--- START OF PROVIDED DATA ---

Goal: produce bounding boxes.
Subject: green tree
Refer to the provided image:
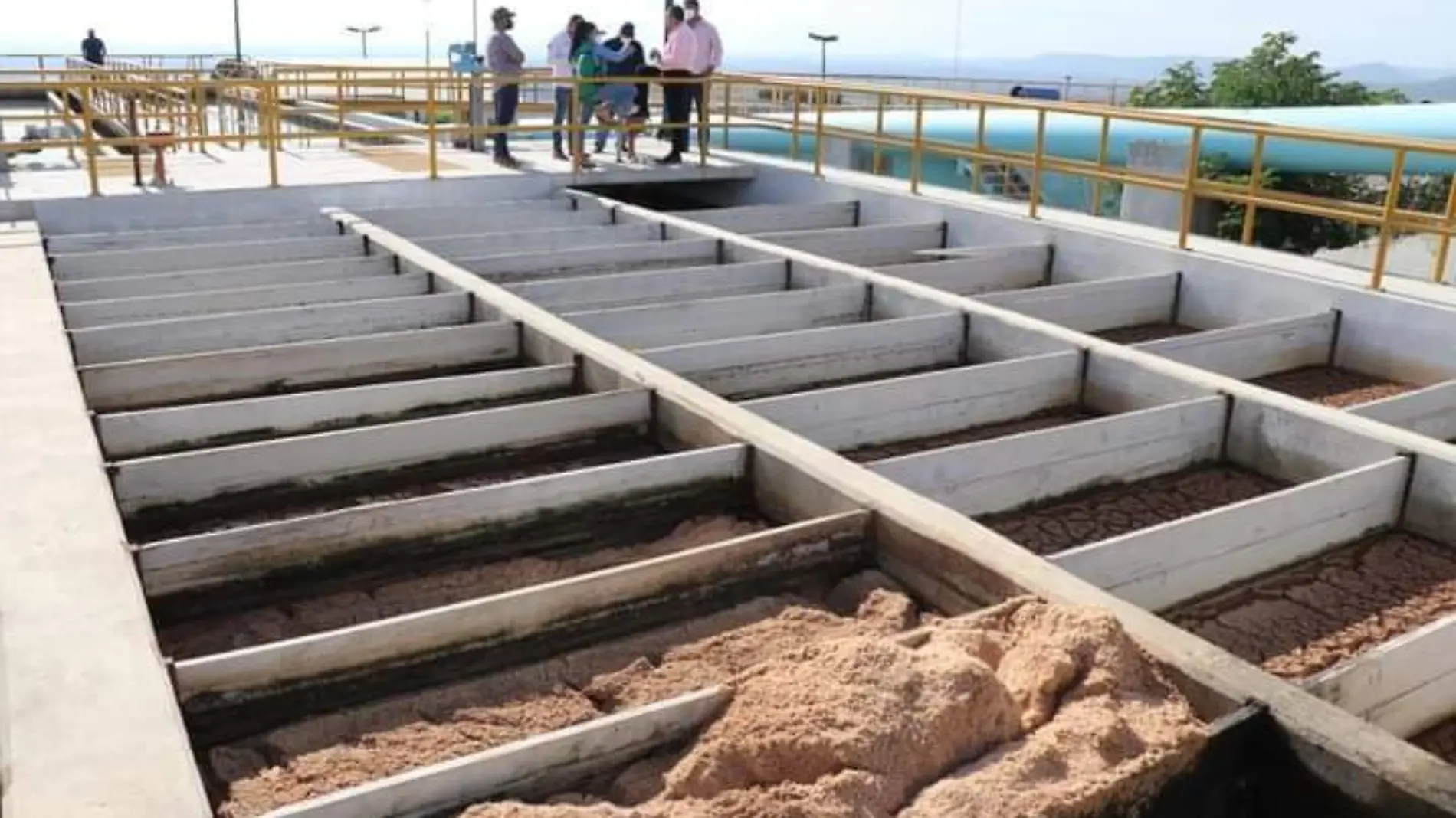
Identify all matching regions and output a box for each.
[1131,32,1409,254]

--- END OF PROVIDED DATA ---

*STATED GOAL*: Reproduce every line of all the records above, requests included, with each bounding box coordinate in the answers multiplied by 0.3 and rounded to a whole number, halves rounding up. Omit the pictures.

*SOLUTION FOR THIS TASK*:
Goal: produce bounding boxes.
Subject: green tree
Refer to the provided image:
Identify all matching regions and output a box for each.
[339,10,423,76]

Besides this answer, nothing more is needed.